- **Verilen Metin**:
=====
Yargıtay Kararı 13. Hukuk Dairesi 2013/32781 E. 2014/636 K. 15.01.2014 T.

YARGITAY KARARI
DAİRE : 13. Hukuk Dairesi
ESAS NO : 2013/32781
KARAR NO : 2014/636
KARAR TARİHİ : 15.01.2014

MAHKEMESİ : Bakırköy 3. Asliye Hukuk Mahkemesi
TARİHİ : 02/07/2013
NUMARASI : 2013/209-2013/236

Taraflar arasındaki tazminat davasının yapılan yargılaması sonunda ilamda yazılı nedenlerden dolayı mahkemenin yetkisizliğine yönelik olarak verilen hükmün süresi içinde davalı avukatınca temyiz edilmesi üzerine dosya incelendi gereği konuşulup düşünüldü.

KARAR
Davacı, davalıya ait olan aracı, dava dışı .. M… şirketinin yaptığı ihaleden 38.000.00.TL’ ya satın aldığını ve davalının aracın satışını 28.01.2011 tarihinde noterden kendisine devrettiğini, kendisinde 06.07.2011 tarihinde aracı davadışı üçüncü kişiye sattığını, sonradan aracın daha önceden pert olduğunun öğrenildiğini ve dava dışı 3. şahsın aracı kendisine iade ettiğini ve kendisinin de 43.000.00.TL ödeme yaptığını ileri sürerek araç satış sözleşmesinin iptali ile zararı olan 43.450.00.TL’ nın davalıdan tahsiline karar verilmesini istemiştir.
Davalı, yerleşim yerinin Ümraniye olduğunu belirterek yetkisizlik kararı verilmesini dilemiştir..
Mahkemece, yetki itirazının kabulü ile mahkemenin yetkisizliğine ve dosyanın yetkili ve görevli Küçükçekmece Asliye Hukuk Mahkemesi’ ne gönderilmesine karar verilmiş; hüküm, davalı tarafından temyiz edilmiştir.
1-Yargıtay Hukuk Genel Kurulu’ nun 2009/19-109 Esas ve 2009/123 Karar sayılı ilamında değinildiği üzere, 10.04.1992 tarih, 1991-7 Esas 1992-4 Karar Sayılı İçtihadı Birleştirme Kararı, hâkimin tefhim etmiş olduğu kısa kararla gerekçeli kararın uyum içinde olması gerektiğini öngörmektedir. Yargı erkinin görev ve yetkisi, Anayasa ile yasaları amaçlarına uygun olarak yorumlayıp uygulamak, keza İçtihadı Birleştirme Kararlarının bağlayıcılığını gözetmekten ibarettir. Kısa kararla gerekçeli karar arasındaki çelişkiye cevaz verilmemesinin amacı, kamunun mahkemelere olan güveninin 2013/32781-2014/636
sarsılmamasına yöneliktir. Tefhim edilen hüküm başka, gerekçeli karardaki hüküm başka ise bu durumun mahkemelere olan güveni sarsacağı tartışmasızdır.
=====
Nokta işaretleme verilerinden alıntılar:
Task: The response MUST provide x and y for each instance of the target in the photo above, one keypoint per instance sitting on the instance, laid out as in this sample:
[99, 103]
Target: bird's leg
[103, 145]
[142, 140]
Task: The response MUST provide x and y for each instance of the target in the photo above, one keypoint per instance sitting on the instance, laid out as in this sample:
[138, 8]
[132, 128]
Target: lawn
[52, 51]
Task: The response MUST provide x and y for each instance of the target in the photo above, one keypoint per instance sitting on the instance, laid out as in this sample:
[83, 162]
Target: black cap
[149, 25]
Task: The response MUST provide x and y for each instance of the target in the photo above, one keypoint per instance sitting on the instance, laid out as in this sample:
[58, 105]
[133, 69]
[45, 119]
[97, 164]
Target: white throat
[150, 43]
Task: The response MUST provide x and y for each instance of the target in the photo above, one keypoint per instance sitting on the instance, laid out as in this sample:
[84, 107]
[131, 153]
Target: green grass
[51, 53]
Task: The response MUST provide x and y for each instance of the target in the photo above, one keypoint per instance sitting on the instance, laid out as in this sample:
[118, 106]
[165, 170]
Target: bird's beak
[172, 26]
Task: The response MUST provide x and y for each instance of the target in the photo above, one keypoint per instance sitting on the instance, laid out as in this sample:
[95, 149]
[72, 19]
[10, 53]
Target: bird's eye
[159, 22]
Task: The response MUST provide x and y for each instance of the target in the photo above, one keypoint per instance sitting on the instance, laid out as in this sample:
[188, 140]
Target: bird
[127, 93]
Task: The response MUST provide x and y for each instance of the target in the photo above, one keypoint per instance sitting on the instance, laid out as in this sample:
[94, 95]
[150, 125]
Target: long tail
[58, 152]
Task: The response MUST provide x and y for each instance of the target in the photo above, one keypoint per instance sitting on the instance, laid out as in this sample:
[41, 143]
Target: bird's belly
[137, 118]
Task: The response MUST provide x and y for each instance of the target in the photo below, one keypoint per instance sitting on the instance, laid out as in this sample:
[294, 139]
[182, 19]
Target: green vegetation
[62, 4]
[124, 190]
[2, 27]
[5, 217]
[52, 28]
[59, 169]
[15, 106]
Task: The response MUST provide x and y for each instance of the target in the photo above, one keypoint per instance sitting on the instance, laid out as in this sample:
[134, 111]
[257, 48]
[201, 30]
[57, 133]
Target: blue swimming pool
=====
- **Yapılacak Görevler**:
1) Karar metnine göre davalının yerleşim yeri neresidir?
2) Aşağıdaki ifadeler karar metniyle uyuşuyor mu? Her biri için evet ya da hayır deyin ve karar metninden belirleyici sözleri aynen aktarın.
(a) Mahkeme, yetki itirazını reddetmiştir.
(b) Dosyanın Küçükçekmece Asliye Hukuk Mahkemesi'ne gönderilmesine karar verilmiştir.
(c) Hüküm, davacı tarafından temyiz edilmiştir.
3) Karar metninde "MAHKEMESİ : Bakırköy" sözlerinden "gereği konuşulup düşünüldü." sözlerine kadar olan bölümün tamamını yeniden yazın. Bu bölümde "Bakırköy" yerine "Kartal" getirin.

- **Tamamlanmış Alıştırma**:
1) Ümraniye

2)
(a) Hayır: "yetki itirazının kabulü ile mahkemenin yetkisizliğine"
(b) Evet: "dosyanın yetkili ve görevli Küçükçekmece Asliye Hukuk Mahkemesi’ ne gönderilmesine karar verilmiş"
(c) Hayır: "hüküm, davalı tarafından temyiz edilmiştir."

3)
MAHKEMESİ : Kartal 3. Asliye Hukuk Mahkemesi
TARİHİ : 02/07/2013
NUMARASI : 2013/209-2013/236

Taraflar arasındaki tazminat davasının yapılan yargılaması sonunda ilamda yazılı nedenlerden dolayı mahkemenin yetkisizliğine yönelik olarak verilen hükmün süresi içinde davalı avukatınca temyiz edilmesi üzerine dosya incelendi gereği konuşulup düşünüldü.